Hace muchos años, la Semana Santa dejó de tener un significado para mí (si es que alguna vez lo tuvo). Criado como millones de mexicanos en la fe católica, mi alejamiento de la religión fue mayor desde hace unos 20 años. No es que no crea en la existencia de un ser superior, pero me comunico con él a mi manera, no como dictan los dogmas de la iglesia católica.

Al Barba lo contacto, como muchos, en momentos de necesidad; otras veces cuando camino solo por la calle o cuando pedaleo, y en algunas ocasiones por las noches, cuando tengo un momento de reflexión. Debo reconocer que el día que subí al Nevado de Toluca, cuando me zumbaban los oídos, me comenzó a faltar el oxígeno a más de 4 mil metros de altura y la niebla no me dejaba ver nada, tuve miedo y me acerqué a ese ser superior, al que le hablé a través de mi padre, que un día después cumplía 13 años de haber muerto.

El domingo, mientras estaba en la FILCO, en Coyoacán, me llamó mucho la atención la gran cantidad de gente que salía de la iglesia, yo ya no recuerdo la última vez que escuché una misa completa. Hace unas semanas, mientras tomábamos un café en un camellón de la colonia Condesa, Camila y yo mirábamos a la gente salir de la iglesia. Por primera vez en sus casi 20 años de vida, pude conocer lo que mi hija siente respecto a la existencia de un ser superior.

Cuando era estudiante, celebraba la llegada de semana santa porque durante dos semanas me podía levantar y acostar más tarde, vaguear con mis hermanos y encerrarme en mi cuarto a escuchar heavy metal todo el día, aunque alguna vez a mi papá le dio un ataque de “mochez” y no nos dejaba escuchar música ni ver televisión, claro, salvo “El mártir del Calvario”, con Enrique Rambal y Manolo Fábregas. También nos hizo ver dos películas que rentó en un videoclub: “Rey de Reyes” y “Los 10 mandamientos”, pero apenas las recuerdo. Eso sí, creo que a la iglesia nunca nos obligó a ir.

[Fragmentos del material]
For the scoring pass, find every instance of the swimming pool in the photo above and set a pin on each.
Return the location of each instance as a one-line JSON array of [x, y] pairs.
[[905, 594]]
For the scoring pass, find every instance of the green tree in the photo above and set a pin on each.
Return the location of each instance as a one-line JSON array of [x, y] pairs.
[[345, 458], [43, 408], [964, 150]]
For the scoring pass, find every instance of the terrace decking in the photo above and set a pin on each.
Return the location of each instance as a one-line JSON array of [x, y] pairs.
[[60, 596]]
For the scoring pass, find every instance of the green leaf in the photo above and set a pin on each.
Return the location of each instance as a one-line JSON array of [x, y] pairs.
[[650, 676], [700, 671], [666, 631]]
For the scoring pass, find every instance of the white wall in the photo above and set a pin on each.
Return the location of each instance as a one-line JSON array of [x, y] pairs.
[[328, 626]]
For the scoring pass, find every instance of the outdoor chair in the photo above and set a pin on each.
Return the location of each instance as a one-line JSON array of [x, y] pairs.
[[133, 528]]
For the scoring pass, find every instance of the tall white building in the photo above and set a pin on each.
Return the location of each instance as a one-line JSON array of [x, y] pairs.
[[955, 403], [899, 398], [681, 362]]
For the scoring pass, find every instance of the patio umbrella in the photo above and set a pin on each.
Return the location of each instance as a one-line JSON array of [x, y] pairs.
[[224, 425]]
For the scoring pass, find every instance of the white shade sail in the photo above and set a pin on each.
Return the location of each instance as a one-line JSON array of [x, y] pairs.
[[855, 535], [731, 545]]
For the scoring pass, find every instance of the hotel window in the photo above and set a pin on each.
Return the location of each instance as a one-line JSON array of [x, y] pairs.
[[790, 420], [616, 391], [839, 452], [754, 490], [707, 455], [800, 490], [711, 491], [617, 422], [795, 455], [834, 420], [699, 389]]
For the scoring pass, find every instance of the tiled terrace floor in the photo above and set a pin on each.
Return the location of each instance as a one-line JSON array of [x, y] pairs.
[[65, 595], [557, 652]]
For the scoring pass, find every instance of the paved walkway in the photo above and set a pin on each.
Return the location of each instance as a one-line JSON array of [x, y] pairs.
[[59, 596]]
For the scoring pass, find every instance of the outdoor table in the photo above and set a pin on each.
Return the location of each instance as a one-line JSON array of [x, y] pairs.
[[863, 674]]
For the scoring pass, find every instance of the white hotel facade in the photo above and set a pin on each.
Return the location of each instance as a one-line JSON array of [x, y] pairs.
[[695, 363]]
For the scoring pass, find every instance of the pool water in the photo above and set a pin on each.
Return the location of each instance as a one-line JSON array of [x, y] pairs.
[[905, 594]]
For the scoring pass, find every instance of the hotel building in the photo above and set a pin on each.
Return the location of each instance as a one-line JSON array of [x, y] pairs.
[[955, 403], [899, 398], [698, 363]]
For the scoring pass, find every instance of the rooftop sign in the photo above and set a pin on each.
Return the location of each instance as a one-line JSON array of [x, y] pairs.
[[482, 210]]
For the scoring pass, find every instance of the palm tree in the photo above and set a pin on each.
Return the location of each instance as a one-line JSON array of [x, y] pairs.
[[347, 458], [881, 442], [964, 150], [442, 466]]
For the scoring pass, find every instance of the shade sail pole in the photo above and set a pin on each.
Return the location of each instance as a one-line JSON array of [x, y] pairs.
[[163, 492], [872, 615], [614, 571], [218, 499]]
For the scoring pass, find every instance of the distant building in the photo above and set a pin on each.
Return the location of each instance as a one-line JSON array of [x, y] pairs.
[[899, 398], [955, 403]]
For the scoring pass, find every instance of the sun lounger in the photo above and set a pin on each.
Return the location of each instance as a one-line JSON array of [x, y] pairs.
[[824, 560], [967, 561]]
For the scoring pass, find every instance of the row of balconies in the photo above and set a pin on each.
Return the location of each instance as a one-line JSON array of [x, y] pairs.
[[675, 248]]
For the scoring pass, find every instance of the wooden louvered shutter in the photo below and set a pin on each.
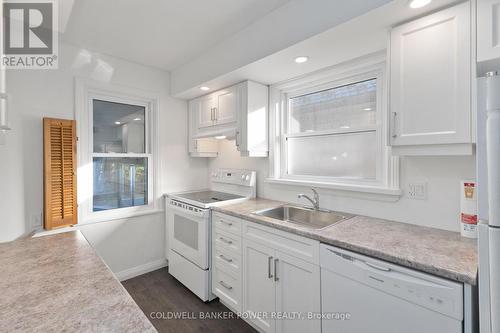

[Actividad] Transcribe literalmente el pasaje del texto sobre la Semana Santa que comienza con "El domingo, mientras" y continúa hasta "un ser superior.".

[Respuesta esperada]
El domingo, mientras estaba en la FILCO, en Coyoacán, me llamó mucho la atención la gran cantidad de gente que salía de la iglesia, yo ya no recuerdo la última vez que escuché una misa completa. Hace unas semanas, mientras tomábamos un café en un camellón de la colonia Condesa, Camila y yo mirábamos a la gente salir de la iglesia. Por primera vez en sus casi 20 años de vida, pude conocer lo que mi hija siente respecto a la existencia de un ser superior.